━━ Dataset ━━
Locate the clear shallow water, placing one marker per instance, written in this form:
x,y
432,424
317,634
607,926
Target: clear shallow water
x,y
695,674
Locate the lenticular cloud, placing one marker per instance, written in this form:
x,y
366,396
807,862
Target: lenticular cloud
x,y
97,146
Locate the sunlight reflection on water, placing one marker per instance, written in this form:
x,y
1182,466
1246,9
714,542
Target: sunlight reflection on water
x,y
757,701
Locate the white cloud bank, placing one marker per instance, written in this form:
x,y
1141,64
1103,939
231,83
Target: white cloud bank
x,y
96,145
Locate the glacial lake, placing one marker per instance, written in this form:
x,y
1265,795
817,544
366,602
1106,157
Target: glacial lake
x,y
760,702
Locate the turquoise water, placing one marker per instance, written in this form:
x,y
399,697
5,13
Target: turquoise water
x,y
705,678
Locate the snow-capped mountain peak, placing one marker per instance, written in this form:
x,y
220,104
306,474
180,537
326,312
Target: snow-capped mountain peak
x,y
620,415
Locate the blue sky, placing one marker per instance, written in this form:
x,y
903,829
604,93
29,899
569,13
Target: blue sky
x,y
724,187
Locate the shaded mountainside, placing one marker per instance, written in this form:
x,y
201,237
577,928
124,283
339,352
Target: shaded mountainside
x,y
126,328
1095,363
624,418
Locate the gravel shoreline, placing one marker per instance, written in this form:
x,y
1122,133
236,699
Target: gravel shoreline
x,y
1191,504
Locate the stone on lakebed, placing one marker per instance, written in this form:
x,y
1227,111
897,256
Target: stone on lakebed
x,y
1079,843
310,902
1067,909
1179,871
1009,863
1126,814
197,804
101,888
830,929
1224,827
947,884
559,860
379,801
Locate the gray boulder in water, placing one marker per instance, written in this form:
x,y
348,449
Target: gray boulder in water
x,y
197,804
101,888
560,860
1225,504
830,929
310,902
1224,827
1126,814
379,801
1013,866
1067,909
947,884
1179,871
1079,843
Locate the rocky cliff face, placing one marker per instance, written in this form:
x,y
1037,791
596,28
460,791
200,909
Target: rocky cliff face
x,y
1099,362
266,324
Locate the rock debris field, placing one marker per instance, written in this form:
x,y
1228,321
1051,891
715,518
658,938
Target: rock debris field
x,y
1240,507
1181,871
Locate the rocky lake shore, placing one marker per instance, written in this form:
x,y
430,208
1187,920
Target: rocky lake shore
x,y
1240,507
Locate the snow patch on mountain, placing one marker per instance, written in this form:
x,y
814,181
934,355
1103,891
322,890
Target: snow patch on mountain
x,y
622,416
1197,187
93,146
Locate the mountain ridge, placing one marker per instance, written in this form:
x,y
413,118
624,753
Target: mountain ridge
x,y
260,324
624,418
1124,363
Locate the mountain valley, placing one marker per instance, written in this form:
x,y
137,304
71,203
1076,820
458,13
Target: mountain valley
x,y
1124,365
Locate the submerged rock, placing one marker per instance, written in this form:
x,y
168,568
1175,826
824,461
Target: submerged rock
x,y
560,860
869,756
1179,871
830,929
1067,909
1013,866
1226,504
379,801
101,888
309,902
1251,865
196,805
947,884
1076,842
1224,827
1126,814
━━━
━━ Dataset ━━
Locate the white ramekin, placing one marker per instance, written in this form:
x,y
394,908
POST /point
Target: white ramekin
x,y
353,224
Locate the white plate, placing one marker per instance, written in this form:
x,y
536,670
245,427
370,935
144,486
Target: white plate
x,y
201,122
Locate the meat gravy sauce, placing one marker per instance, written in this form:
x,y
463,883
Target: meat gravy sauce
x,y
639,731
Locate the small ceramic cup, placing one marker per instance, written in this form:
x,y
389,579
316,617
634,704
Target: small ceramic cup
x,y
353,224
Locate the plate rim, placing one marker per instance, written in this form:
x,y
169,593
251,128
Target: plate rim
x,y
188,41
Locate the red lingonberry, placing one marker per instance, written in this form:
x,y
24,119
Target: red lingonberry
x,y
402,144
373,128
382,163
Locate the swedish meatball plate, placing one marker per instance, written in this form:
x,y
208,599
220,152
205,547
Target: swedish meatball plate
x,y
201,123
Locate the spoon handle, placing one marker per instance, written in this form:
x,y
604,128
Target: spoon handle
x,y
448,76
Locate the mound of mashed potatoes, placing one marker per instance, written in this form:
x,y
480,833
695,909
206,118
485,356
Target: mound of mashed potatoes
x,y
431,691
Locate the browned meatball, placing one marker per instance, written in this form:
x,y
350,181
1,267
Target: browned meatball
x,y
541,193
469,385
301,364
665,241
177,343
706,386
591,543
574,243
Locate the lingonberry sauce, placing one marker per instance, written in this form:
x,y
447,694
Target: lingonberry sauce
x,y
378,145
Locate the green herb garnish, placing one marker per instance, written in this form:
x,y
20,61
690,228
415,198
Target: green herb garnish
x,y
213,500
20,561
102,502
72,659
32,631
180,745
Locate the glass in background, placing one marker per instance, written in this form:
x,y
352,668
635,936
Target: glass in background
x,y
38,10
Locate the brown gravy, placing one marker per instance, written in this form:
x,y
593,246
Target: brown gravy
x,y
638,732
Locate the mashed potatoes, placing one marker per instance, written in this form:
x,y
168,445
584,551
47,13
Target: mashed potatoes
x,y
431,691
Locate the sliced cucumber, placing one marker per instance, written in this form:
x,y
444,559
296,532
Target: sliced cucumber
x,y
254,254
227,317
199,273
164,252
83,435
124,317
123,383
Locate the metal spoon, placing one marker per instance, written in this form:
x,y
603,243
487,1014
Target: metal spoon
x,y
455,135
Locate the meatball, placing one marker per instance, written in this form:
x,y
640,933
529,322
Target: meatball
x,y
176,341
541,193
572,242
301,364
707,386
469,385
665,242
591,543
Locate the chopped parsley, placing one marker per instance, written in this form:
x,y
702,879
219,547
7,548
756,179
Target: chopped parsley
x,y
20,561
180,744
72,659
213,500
━━━
━━ Dataset ━━
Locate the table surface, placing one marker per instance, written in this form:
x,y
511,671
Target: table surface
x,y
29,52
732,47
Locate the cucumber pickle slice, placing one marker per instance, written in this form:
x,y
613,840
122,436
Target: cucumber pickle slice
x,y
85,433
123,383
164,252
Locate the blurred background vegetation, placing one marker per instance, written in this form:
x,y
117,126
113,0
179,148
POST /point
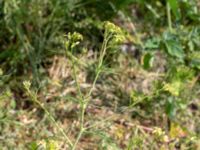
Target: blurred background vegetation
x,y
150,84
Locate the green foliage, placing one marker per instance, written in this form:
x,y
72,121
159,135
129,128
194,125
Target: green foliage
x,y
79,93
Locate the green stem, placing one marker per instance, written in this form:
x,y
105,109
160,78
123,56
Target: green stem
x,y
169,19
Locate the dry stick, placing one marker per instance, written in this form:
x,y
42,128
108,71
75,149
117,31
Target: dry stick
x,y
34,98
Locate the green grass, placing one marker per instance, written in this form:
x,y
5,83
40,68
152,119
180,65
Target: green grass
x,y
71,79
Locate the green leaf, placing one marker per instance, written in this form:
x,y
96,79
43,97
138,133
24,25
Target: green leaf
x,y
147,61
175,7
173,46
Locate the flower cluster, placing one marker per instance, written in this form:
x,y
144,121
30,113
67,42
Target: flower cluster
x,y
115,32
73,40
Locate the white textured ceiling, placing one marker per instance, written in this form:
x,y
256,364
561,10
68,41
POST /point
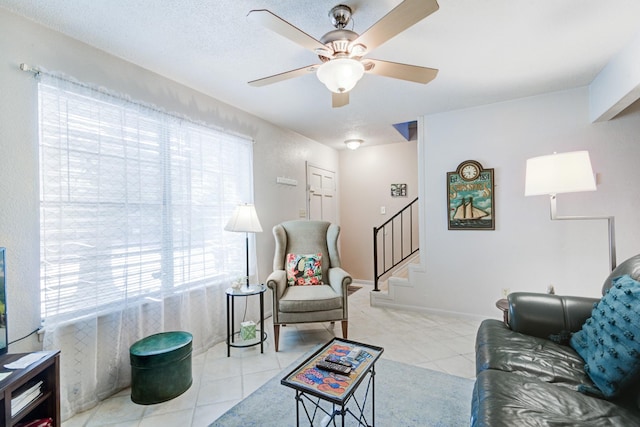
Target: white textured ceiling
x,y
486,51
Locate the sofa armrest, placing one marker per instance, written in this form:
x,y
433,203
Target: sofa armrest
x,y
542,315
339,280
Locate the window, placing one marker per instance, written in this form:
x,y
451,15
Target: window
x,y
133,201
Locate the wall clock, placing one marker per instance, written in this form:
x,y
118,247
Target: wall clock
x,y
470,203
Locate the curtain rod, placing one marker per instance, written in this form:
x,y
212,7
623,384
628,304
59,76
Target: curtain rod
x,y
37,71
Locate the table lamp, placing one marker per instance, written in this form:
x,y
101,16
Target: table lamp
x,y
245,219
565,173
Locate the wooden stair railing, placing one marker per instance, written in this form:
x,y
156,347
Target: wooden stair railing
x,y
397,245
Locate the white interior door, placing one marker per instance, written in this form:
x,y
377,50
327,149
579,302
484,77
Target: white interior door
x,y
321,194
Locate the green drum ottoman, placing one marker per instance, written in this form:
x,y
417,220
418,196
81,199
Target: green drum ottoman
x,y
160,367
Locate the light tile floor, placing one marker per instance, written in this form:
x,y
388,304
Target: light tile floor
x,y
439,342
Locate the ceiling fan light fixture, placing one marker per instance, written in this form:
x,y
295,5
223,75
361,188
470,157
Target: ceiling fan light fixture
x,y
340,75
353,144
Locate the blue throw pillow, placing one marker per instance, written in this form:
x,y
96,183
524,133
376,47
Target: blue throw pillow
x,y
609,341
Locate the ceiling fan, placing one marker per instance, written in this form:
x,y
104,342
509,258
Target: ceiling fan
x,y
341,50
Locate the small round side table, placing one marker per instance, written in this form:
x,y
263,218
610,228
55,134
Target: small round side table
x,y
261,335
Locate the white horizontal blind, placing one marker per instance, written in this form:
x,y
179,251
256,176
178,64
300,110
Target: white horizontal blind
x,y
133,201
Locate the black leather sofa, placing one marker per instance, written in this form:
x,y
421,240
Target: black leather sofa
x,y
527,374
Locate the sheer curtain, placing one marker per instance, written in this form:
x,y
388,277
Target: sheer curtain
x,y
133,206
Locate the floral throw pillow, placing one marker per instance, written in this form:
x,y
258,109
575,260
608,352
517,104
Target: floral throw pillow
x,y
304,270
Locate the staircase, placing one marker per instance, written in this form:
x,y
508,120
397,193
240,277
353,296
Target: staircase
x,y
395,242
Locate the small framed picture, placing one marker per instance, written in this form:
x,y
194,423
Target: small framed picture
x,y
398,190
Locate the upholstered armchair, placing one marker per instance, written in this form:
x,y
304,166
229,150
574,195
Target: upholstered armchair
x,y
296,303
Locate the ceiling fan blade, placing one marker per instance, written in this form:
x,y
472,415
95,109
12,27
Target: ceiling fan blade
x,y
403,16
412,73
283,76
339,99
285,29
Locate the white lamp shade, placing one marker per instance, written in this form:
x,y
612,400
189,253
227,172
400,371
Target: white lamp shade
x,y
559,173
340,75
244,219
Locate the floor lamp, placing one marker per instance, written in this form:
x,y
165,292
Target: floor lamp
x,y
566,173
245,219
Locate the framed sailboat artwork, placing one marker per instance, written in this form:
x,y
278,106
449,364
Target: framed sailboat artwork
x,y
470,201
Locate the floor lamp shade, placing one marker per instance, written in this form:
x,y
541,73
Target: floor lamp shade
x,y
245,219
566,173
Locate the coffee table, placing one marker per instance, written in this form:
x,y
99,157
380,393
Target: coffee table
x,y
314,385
━━━
### Task item
Reproduce, character for character, only the lines of the preceding data that start at the line with "Locate the clear" and end at the line with "Locate the snow-capped", both included.

### Task result
Locate the clear shallow water, placing one marker per instance, written in this form:
x,y
432,424
317,634
607,926
Target: clear shallow water
x,y
695,674
Locate the lenticular cloud, placing one marker per instance, written in this form:
x,y
366,396
807,862
Target: lenticular cloud
x,y
97,146
Locate the sunlight reflection on water, placing one marker per instance, written in this form:
x,y
1182,466
1246,9
714,542
Target: sunlight reflection on water
x,y
757,701
Locate the white cloud bank, placing one marker per instance, written in this form:
x,y
1141,64
1103,939
231,83
Target: white cloud bank
x,y
96,145
Locate the glacial lake, placing one marker per instance, written in this form:
x,y
1265,795
817,544
366,602
1106,157
Target: glacial lake
x,y
760,702
Locate the turquoise water, placing one marker per instance, written in this form:
x,y
399,697
5,13
Target: turquoise water
x,y
705,678
Locate the snow-capped mountain peak, placing one marker per instance, written in this form:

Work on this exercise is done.